**Material provided:**

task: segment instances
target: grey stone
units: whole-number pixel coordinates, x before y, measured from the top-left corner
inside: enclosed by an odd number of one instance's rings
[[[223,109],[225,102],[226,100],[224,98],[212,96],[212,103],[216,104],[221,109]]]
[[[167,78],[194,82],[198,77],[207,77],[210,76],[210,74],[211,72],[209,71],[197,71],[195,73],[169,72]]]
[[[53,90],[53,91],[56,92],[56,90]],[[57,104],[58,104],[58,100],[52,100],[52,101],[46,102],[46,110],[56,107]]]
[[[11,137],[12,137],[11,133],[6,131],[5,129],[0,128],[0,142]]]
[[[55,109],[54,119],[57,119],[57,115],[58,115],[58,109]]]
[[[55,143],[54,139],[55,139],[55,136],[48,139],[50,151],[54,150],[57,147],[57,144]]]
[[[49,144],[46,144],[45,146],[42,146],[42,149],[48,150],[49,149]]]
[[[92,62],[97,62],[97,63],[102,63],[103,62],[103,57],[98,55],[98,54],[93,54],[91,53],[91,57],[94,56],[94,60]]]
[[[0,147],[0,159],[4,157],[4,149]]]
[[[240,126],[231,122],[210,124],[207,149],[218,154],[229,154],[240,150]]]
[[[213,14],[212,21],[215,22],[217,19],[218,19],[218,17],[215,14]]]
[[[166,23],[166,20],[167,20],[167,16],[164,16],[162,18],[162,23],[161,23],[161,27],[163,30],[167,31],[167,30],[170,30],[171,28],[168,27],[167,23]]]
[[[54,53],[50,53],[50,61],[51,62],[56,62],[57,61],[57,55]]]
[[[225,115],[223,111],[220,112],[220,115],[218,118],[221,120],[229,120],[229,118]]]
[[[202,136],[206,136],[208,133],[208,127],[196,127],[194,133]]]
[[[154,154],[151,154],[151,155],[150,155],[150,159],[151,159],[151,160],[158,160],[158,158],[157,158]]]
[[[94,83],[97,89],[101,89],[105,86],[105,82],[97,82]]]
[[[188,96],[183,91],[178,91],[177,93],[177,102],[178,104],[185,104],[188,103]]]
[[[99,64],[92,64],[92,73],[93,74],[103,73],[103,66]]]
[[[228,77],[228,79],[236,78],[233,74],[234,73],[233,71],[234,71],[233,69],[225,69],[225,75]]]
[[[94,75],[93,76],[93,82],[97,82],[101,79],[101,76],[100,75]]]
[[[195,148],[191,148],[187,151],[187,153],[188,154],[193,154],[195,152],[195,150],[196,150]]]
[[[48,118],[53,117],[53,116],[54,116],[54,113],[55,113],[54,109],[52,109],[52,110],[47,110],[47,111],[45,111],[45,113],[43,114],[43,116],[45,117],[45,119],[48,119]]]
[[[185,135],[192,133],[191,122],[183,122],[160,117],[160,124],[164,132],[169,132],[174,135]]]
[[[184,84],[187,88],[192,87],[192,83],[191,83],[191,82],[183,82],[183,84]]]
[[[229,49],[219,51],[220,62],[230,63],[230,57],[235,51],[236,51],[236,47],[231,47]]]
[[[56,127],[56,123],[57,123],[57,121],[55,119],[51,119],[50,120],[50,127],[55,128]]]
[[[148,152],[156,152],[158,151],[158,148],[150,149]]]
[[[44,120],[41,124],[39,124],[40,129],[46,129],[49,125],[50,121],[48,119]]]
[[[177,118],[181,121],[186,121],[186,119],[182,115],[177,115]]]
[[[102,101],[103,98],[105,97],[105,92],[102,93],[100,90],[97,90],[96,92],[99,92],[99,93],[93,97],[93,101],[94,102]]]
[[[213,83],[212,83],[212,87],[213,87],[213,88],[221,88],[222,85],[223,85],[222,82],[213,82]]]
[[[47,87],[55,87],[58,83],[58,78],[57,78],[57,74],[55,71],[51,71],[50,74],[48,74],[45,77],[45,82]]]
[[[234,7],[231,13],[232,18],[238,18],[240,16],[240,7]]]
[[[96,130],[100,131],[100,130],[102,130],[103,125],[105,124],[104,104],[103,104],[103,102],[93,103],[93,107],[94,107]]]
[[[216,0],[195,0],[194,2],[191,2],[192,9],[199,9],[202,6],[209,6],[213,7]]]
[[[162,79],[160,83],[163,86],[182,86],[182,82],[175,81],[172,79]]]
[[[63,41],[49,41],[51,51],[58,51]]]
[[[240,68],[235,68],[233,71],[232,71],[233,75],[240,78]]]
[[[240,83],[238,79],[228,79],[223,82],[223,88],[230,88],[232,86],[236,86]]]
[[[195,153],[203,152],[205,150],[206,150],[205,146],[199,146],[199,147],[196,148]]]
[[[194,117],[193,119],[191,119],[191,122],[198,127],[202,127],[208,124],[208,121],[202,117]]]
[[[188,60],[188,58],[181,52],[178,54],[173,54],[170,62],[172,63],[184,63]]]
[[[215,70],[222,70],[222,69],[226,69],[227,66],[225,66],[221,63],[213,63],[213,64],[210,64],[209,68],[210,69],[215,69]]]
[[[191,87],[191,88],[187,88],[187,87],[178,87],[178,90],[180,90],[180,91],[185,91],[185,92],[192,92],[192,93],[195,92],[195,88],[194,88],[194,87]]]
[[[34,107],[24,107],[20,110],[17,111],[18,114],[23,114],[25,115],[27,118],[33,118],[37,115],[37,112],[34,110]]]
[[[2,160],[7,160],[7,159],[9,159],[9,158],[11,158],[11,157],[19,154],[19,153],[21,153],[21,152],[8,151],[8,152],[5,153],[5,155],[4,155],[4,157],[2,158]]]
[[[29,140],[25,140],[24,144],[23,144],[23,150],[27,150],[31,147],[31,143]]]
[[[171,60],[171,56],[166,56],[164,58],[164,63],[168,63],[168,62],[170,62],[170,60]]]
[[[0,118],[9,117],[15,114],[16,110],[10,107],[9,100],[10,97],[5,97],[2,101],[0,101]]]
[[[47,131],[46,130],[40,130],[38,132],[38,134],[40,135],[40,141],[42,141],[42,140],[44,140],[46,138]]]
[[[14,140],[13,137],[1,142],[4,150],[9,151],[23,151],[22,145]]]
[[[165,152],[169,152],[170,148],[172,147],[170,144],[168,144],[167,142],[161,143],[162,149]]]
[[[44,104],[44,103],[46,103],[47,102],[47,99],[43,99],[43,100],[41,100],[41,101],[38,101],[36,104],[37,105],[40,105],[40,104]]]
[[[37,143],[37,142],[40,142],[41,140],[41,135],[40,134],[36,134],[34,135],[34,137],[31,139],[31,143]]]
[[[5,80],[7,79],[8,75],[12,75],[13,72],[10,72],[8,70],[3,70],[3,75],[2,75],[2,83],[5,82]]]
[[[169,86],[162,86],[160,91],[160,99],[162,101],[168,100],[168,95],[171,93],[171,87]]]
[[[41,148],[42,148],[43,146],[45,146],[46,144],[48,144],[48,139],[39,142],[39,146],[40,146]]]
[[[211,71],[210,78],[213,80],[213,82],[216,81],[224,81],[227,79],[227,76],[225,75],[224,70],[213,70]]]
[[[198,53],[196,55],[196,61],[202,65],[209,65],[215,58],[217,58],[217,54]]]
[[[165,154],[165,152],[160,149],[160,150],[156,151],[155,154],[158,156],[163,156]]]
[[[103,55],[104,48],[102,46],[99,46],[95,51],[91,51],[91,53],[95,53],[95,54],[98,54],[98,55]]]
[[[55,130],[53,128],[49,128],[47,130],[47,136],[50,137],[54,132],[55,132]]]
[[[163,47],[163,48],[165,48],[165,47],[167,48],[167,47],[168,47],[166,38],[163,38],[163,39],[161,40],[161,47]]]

**Your objective:** Reproduce each line from the data that has "number" in it.

**Exercise output:**
units: whole-number pixel coordinates, x before y, measured from the top-left corner
inside: enclosed by an odd number of one instance's rings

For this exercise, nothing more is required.